** Opening Records shown block **

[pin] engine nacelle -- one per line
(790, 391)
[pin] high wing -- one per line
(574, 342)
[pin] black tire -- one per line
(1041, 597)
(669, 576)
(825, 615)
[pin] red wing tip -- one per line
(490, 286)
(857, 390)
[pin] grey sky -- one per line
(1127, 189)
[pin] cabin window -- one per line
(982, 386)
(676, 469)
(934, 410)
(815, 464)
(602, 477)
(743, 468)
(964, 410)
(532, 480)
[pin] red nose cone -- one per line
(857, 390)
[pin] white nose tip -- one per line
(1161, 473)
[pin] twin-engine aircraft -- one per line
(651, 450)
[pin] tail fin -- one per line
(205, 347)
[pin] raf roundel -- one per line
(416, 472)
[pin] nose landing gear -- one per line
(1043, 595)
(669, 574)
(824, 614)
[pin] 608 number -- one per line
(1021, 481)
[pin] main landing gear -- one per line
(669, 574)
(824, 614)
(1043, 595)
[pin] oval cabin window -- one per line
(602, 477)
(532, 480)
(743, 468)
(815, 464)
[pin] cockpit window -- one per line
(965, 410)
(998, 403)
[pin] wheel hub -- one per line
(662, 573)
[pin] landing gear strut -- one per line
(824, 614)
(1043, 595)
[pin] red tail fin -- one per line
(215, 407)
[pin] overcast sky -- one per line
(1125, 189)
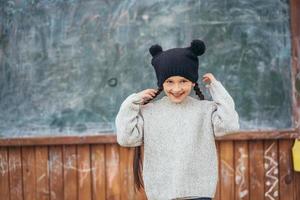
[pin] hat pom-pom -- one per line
(155, 49)
(198, 47)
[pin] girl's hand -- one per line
(147, 94)
(208, 78)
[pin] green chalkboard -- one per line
(67, 65)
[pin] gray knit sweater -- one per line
(180, 158)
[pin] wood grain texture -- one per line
(256, 170)
(4, 173)
(271, 168)
(56, 174)
(227, 170)
(241, 158)
(42, 173)
(98, 171)
(29, 173)
(15, 173)
(286, 183)
(70, 172)
(84, 172)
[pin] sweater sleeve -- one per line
(224, 116)
(129, 122)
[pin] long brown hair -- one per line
(137, 161)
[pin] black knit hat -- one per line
(177, 61)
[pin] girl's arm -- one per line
(129, 122)
(224, 117)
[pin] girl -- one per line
(177, 131)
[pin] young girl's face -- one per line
(177, 88)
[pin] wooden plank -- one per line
(42, 173)
(104, 138)
(227, 170)
(70, 172)
(56, 173)
(15, 173)
(110, 138)
(29, 173)
(140, 195)
(84, 172)
(241, 157)
(261, 135)
(112, 172)
(98, 171)
(295, 37)
(285, 170)
(271, 170)
(4, 183)
(256, 170)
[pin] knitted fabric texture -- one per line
(177, 61)
(180, 157)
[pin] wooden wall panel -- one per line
(70, 172)
(286, 182)
(241, 157)
(29, 173)
(56, 174)
(84, 172)
(42, 173)
(256, 170)
(15, 173)
(4, 175)
(248, 170)
(98, 171)
(112, 172)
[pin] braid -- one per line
(137, 160)
(157, 93)
(198, 91)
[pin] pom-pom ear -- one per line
(197, 47)
(155, 49)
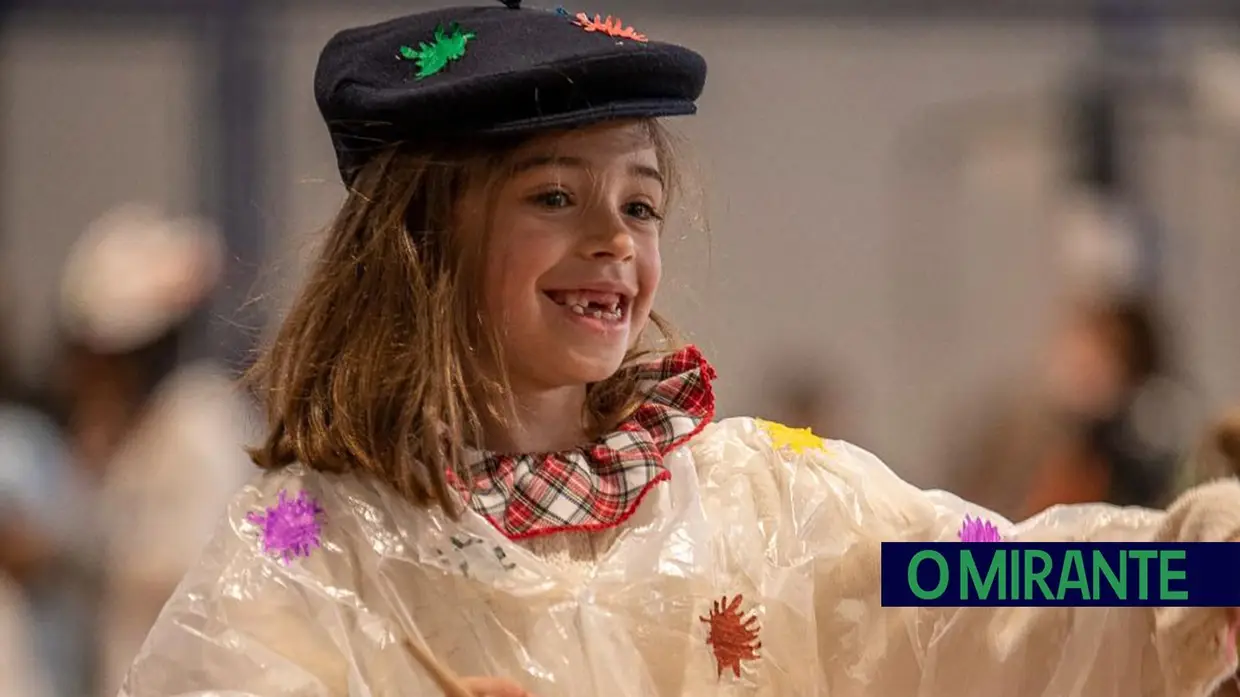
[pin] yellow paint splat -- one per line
(796, 439)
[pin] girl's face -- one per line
(573, 262)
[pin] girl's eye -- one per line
(556, 199)
(642, 211)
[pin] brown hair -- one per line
(382, 362)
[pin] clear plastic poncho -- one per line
(752, 571)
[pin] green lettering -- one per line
(1167, 574)
(1016, 576)
(1038, 577)
(1120, 586)
(1143, 577)
(970, 577)
(943, 574)
(1073, 563)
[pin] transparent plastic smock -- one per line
(754, 569)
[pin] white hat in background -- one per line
(134, 274)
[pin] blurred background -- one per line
(997, 243)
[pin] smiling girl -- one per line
(484, 444)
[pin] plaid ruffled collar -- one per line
(597, 486)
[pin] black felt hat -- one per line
(468, 72)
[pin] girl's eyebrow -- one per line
(536, 161)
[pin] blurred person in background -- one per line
(1124, 418)
(48, 581)
(1105, 421)
(168, 435)
(805, 396)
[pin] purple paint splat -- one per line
(977, 530)
(290, 528)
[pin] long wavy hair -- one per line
(386, 362)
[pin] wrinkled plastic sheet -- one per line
(753, 571)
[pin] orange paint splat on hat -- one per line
(610, 26)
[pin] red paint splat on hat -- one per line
(733, 635)
(610, 26)
(290, 528)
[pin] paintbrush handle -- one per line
(445, 679)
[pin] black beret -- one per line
(468, 72)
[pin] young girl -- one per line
(479, 450)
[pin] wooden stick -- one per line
(447, 680)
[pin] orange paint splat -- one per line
(733, 636)
(610, 26)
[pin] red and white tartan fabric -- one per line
(598, 486)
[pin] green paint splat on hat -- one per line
(448, 46)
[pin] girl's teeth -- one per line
(614, 314)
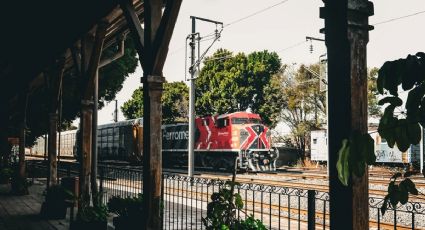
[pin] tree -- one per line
(304, 104)
(174, 103)
(228, 83)
(372, 94)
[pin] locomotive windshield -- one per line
(238, 121)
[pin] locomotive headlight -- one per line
(244, 134)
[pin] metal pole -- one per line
(191, 143)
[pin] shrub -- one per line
(131, 207)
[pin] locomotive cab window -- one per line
(205, 122)
(221, 123)
(254, 121)
(238, 121)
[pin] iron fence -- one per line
(185, 201)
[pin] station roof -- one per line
(34, 33)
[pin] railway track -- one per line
(273, 211)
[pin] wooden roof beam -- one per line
(135, 28)
(164, 33)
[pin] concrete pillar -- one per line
(346, 33)
(152, 154)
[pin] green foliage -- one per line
(221, 211)
(131, 207)
(374, 109)
(251, 223)
(304, 104)
(92, 214)
(174, 103)
(354, 155)
(403, 131)
(410, 74)
(398, 192)
(240, 82)
(5, 174)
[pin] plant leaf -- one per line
(343, 163)
(414, 133)
(395, 101)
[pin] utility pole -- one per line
(193, 66)
(116, 111)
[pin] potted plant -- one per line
(128, 210)
(5, 175)
(57, 199)
(91, 218)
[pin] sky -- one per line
(282, 29)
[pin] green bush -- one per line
(5, 175)
(131, 207)
(57, 193)
(221, 211)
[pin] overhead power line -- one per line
(398, 18)
(255, 13)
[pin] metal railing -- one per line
(185, 201)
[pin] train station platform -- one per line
(22, 212)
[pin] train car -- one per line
(66, 142)
(121, 141)
(115, 141)
(384, 154)
(222, 140)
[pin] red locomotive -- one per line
(220, 141)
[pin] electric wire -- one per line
(399, 18)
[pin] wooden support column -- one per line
(346, 35)
(86, 139)
(55, 80)
(152, 46)
(52, 147)
(91, 51)
(4, 121)
(358, 37)
(22, 150)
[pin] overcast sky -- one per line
(278, 28)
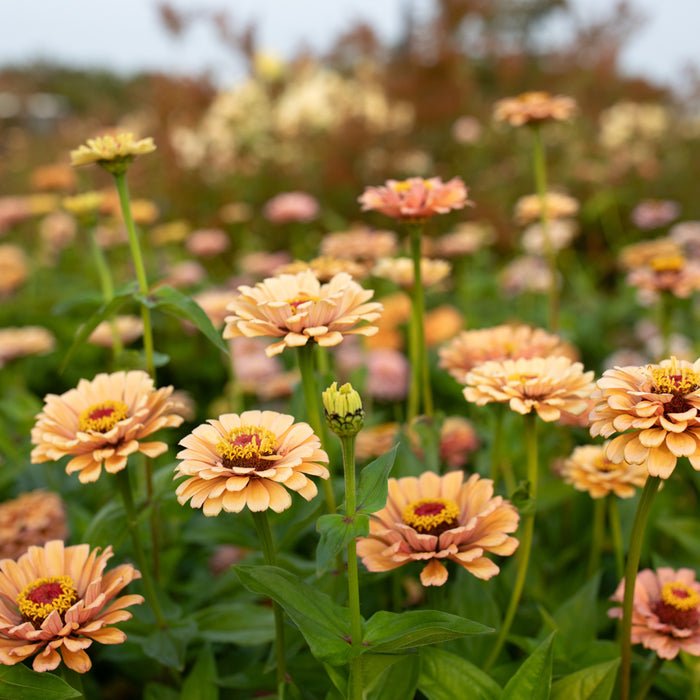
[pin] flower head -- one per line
(299, 309)
(102, 422)
(249, 460)
(550, 385)
(416, 199)
(655, 410)
(433, 518)
(665, 612)
(55, 601)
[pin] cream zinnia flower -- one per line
(55, 601)
(102, 422)
(655, 408)
(249, 460)
(299, 309)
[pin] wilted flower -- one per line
(434, 518)
(57, 601)
(655, 410)
(249, 460)
(665, 612)
(102, 422)
(298, 308)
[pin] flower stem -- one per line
(525, 540)
(262, 526)
(633, 555)
(132, 521)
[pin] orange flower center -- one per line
(247, 447)
(431, 516)
(102, 416)
(41, 597)
(678, 605)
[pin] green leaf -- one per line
(592, 683)
(373, 489)
(387, 631)
(324, 625)
(445, 676)
(533, 680)
(21, 683)
(236, 623)
(175, 303)
(200, 683)
(336, 531)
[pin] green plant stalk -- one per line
(597, 536)
(530, 420)
(262, 526)
(633, 554)
(540, 169)
(355, 682)
(132, 521)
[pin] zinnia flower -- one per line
(433, 518)
(416, 198)
(298, 308)
(665, 612)
(588, 469)
(550, 385)
(55, 601)
(655, 408)
(250, 460)
(102, 422)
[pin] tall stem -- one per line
(525, 540)
(262, 526)
(633, 555)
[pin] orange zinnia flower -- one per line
(438, 517)
(298, 308)
(102, 422)
(657, 406)
(250, 460)
(55, 601)
(416, 198)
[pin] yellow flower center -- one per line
(40, 598)
(431, 516)
(102, 416)
(246, 447)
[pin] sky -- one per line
(128, 35)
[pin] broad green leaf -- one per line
(200, 683)
(533, 680)
(592, 683)
(336, 531)
(21, 683)
(372, 489)
(236, 623)
(324, 625)
(445, 676)
(175, 303)
(387, 631)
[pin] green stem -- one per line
(598, 534)
(633, 555)
(132, 521)
(525, 540)
(262, 526)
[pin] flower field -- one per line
(371, 376)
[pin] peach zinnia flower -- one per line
(416, 198)
(102, 422)
(298, 308)
(433, 518)
(550, 385)
(657, 406)
(55, 601)
(588, 469)
(250, 460)
(665, 612)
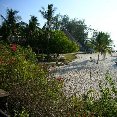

** Closing Records shown block **

• Exercise objective
Pictures excluded, output exactly the line that contains "[pin] wilted flower -- one per line" and every line after it to the end of the data above.

• Answer to the problem
[pin] wilted flower -- one per line
(434, 518)
(57, 601)
(655, 410)
(249, 460)
(665, 612)
(102, 422)
(298, 308)
[pin] flower stem -- one per line
(525, 540)
(262, 526)
(633, 555)
(132, 521)
[pin] orange flower center -- one per line
(247, 447)
(431, 516)
(102, 416)
(41, 597)
(678, 605)
[pin] green leaf -- one per line
(592, 683)
(373, 489)
(387, 631)
(324, 625)
(445, 676)
(533, 680)
(21, 683)
(236, 623)
(175, 303)
(200, 683)
(336, 531)
[pin] green plant stalk -- one per line
(597, 536)
(530, 420)
(262, 526)
(633, 554)
(540, 169)
(355, 682)
(132, 521)
[pin] zinnia flower -- one per line
(433, 518)
(416, 198)
(298, 308)
(665, 612)
(588, 469)
(550, 385)
(55, 601)
(655, 408)
(250, 460)
(102, 422)
[pin] tall stem -- one per line
(525, 540)
(262, 526)
(633, 555)
[pin] orange zinnia flower -- one per line
(438, 517)
(298, 308)
(102, 422)
(657, 406)
(250, 460)
(55, 601)
(416, 198)
[pin] yellow flower center -- one per line
(40, 598)
(431, 516)
(102, 416)
(246, 447)
[pin] sky -- one per line
(128, 35)
[pin] broad green leaf -- one per line
(200, 683)
(533, 680)
(592, 683)
(336, 531)
(21, 683)
(372, 489)
(236, 623)
(324, 625)
(445, 676)
(175, 303)
(387, 631)
[pin] green stem -- one per line
(598, 534)
(633, 555)
(132, 521)
(525, 540)
(262, 526)
[pin] flower field -- one per line
(371, 376)
[pin] peach zinnia flower -- one per line
(416, 198)
(102, 422)
(298, 308)
(433, 518)
(550, 385)
(657, 406)
(55, 601)
(588, 469)
(250, 460)
(665, 612)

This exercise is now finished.